In the answer, every entry must appear exactly as given.

··· RECORDS SUPPLIED

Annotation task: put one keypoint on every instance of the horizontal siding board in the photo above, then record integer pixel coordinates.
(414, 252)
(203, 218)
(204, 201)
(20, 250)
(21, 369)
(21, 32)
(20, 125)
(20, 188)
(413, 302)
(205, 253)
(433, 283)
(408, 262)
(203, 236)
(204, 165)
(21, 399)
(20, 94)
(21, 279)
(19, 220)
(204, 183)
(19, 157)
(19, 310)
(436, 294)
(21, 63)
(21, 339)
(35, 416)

······

RESULT FOR THIS TASK:
Annotation task: put one keypoint on every instance of the horizontal siding board in the photo above, then record integer pixel coordinates.
(414, 252)
(203, 218)
(204, 201)
(20, 250)
(21, 369)
(21, 32)
(20, 125)
(20, 188)
(413, 302)
(205, 253)
(433, 283)
(408, 262)
(203, 236)
(204, 165)
(21, 399)
(20, 94)
(21, 279)
(19, 220)
(204, 183)
(19, 157)
(19, 310)
(436, 294)
(21, 63)
(21, 339)
(35, 416)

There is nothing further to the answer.